** START OF Records for this exercise **
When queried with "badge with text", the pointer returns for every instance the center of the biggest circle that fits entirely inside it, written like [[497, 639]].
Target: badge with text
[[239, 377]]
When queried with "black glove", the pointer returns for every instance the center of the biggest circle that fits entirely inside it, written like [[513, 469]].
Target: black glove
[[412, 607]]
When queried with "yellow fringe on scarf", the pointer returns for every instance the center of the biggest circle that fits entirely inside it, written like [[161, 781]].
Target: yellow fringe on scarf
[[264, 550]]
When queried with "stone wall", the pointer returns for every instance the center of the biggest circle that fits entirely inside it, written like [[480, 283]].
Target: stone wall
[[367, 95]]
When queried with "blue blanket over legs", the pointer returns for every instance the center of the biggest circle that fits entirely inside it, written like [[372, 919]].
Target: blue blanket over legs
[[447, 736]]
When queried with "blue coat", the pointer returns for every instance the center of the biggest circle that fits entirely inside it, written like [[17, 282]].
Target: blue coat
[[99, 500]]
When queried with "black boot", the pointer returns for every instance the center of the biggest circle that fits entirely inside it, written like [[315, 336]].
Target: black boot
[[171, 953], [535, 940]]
** END OF Records for this exercise **
Task description
Convert all of the records above into a two-column CSV with the header row input,output. Give one row for each record, with the record's text under input and its answer under output. Put each field in double quotes and turn its line breaks into spaces.

Response to the task
input,output
"When queried with ""badge with text"", the pointer returns for every instance the center of the biggest circle that fits entirely inside it, written like [[497, 639]]. Target: badge with text","[[239, 377]]"
"When queried with ""black glove"", the pointer returns for every instance the center of the biggest circle that fits entirely inside it, written like [[513, 469]]. Target: black glove","[[412, 607]]"
"When queried with ""yellow fringe on scarf"", the pointer returns for every instance the center of the biggest circle that fits entirely inside it, written like [[161, 781]]. Target: yellow fringe on scarf","[[264, 550]]"
"When queried with ""stone wall"", the pointer returns for every instance the center of the biggest circle that fits entirely inside it, written like [[480, 283]]. Target: stone wall","[[367, 95]]"
"When queried with ""blue blanket over legs"", the pointer returns for every instance the center of the biggest circle that fits entirely inside it, written like [[372, 919]]. Target: blue blanket over legs","[[447, 736]]"
"When queried with ""blue coat"", the pointer returns for every instance the center of the biggest circle that fits entirely inside it, written like [[17, 282]]. Target: blue coat","[[99, 500]]"
"When queried with ""black boot"", the pointer returns for every instance the center of the biggest circle that fits entirely inside it, written like [[315, 336]]. Target: black boot","[[171, 953], [535, 940]]"